***** STORED RECORDS *****
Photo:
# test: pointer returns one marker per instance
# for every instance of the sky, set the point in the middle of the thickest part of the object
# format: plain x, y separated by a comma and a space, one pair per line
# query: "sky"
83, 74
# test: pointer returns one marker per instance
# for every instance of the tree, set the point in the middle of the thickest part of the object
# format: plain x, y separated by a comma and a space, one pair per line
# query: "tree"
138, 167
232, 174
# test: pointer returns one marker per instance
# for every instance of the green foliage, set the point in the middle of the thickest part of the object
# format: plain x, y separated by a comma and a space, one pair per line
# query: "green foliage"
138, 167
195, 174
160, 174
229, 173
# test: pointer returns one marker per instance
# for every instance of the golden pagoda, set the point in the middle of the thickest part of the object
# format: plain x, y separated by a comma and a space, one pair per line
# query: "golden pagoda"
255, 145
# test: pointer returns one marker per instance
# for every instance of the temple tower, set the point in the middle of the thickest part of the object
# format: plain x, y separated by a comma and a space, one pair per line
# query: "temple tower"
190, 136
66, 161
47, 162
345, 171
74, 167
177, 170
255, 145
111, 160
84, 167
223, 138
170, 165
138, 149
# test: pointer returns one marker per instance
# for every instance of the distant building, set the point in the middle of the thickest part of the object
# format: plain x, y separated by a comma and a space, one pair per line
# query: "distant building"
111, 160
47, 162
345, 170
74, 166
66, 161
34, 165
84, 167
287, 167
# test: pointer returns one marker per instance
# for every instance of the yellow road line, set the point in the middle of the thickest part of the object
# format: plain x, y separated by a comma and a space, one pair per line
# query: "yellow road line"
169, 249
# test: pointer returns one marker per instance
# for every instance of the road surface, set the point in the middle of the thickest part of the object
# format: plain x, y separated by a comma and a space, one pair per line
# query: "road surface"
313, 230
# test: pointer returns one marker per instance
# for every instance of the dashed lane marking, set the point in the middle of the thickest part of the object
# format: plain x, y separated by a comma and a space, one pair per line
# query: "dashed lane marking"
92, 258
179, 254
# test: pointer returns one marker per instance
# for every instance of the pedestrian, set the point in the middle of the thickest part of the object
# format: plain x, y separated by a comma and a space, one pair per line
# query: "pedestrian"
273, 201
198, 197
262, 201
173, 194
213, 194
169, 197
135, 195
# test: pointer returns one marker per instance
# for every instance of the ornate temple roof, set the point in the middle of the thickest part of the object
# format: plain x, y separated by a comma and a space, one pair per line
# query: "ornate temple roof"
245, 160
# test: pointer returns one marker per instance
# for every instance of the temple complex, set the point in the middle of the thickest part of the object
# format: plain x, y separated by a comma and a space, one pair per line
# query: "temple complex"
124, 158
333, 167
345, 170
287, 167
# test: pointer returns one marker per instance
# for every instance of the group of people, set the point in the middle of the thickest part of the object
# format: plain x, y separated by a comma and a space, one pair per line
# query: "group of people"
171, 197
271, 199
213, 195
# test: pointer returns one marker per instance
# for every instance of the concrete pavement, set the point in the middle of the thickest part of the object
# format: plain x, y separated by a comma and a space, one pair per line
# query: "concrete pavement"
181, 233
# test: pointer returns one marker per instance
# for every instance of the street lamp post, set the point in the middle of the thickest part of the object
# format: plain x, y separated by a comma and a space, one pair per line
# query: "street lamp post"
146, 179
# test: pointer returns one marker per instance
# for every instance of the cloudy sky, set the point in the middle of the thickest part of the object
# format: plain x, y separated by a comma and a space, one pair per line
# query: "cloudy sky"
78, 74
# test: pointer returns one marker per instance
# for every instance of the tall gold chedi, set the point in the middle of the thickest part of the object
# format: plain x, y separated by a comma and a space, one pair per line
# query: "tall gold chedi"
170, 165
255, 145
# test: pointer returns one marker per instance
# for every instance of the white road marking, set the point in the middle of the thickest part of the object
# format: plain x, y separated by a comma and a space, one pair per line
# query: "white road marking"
*****
• **REQUEST**
Copy out each line above, character for character.

• **RESULT OF THIS TASK**
Photo:
# test: pointer returns one marker per instance
# for every instance of the sky, set the point in the middle of the thickest part of the object
# format: plain x, y separated by a comma and a space, one pair per line
# query: "sky"
83, 74
# test: pointer returns one marker per instance
# for every instance of the tree, set the point in the middle of the thickest part of the object
# format: plain x, y separated by a comma and a space, one pair per line
# query: "tree"
138, 167
232, 174
# test: pointer returns one marker per instance
# for every instance of the green foliage, set the point in the middle of the thickest part of the object
# format: plain x, y separated by a comma and a space, one pair per line
# query: "green foliage"
138, 167
195, 174
160, 174
229, 173
# test: pointer returns one marker per instance
# for every instance of the golden pagoda, set the point in the middle of the thickest part of the object
# format: plain x, y separated by a comma and a space, one pair per line
# query: "golden pagoda"
255, 145
# test: pointer returns one marker per instance
# for every instance of the temple tower, set the point in the middle of the thickest part of the object
# format: plain x, y separated by a comma and a space, one pair per line
# query: "temple tower"
190, 136
66, 161
47, 162
345, 171
74, 167
177, 170
255, 145
111, 160
84, 167
223, 138
170, 165
138, 149
# test: pointer returns one marker per instance
# for every instance of the distant building, set the point in the middle of the thickest part of the object
# format: plain x, y separated by a comma and a space, one pair per line
# query: "distant building"
111, 160
47, 162
345, 170
74, 166
66, 161
34, 165
84, 167
287, 167
# test: pointer returns one marker per instance
# for every instance of the yellow road line, set the point in the middle of the thickest part of the object
# format: plain x, y separated by a comma and a space, one pair per line
# query: "yellow road line"
169, 249
# test: pointer returns one marker per instance
# for every instance of the road surface, set the point in the middle of the thickest part of the object
# format: plain x, y separated by a comma and a space, one pair per line
# query: "road surface"
313, 230
# test: pointer returns one marker per instance
# for every instance of the dashed lane marking, set the point in the middle of the thickest part of the object
# format: plain x, y separated by a comma and a space, one pair per line
# query: "dashed lane marking"
92, 258
179, 254
# test: pointer returns one marker per instance
# for every instance of the pedestrian, set the point in the middle of the thickest part of the object
# format: plain x, y separated by a comma and a space, one pair per line
# query: "pedestrian"
273, 201
198, 197
262, 201
173, 194
213, 194
169, 197
135, 195
# test: pointer returns one marker per instance
# for every instance of the ornate temple roof, set the point in the middle of the thickest part of the object
# format: plain x, y separated by a comma and a space, one pair per line
# query: "ornate temple roof"
245, 160
# test: pointer returns one marker per instance
# for every instance of the temple complex, set the point in the middle of the thickest part of the object
# format: plain x, y separated by a comma and a space, one pair per line
# query: "temple complex"
124, 158
333, 167
345, 170
287, 167
# test: pointer returns one marker per instance
# for every instance of the group of people, set the point in the middle of the thickest part of the object
# format: plain x, y separated by a comma and a space, one pair per line
# query: "group of people"
171, 197
271, 199
213, 195
# test: pointer returns one marker per instance
# for every instance of the concrete pavement, set the point in the middle of the thickest part of the object
# format: plain x, y separated by a comma and a space, one pair per line
# query: "concrete pavement"
181, 233
# test: pointer returns one marker per instance
# for every instance of the street lamp post, set the point in the middle of the thickest part of the object
# format: plain x, y separated by a comma and a space, one pair per line
# query: "street lamp post"
146, 179
# test: pointer returns one marker per instance
# for every instance of the cloudy sky, set the point in the middle of the thickest part of the object
# format: plain x, y separated by a comma and a space, one pair per line
# query: "cloudy sky"
78, 74
# test: pointer returns one marker per instance
# for every instance of the tall gold chedi, set the point in the middle of the thickest part of the object
# format: plain x, y separated by a comma and a space, one pair per line
# query: "tall gold chedi"
170, 165
255, 145
# test: pointer returns one marker per instance
# for every instance of the white road marking, set the point in the middle of the thickest part of the object
# format: plain x, y separated by a comma and a space, one pair per line
# query: "white road marking"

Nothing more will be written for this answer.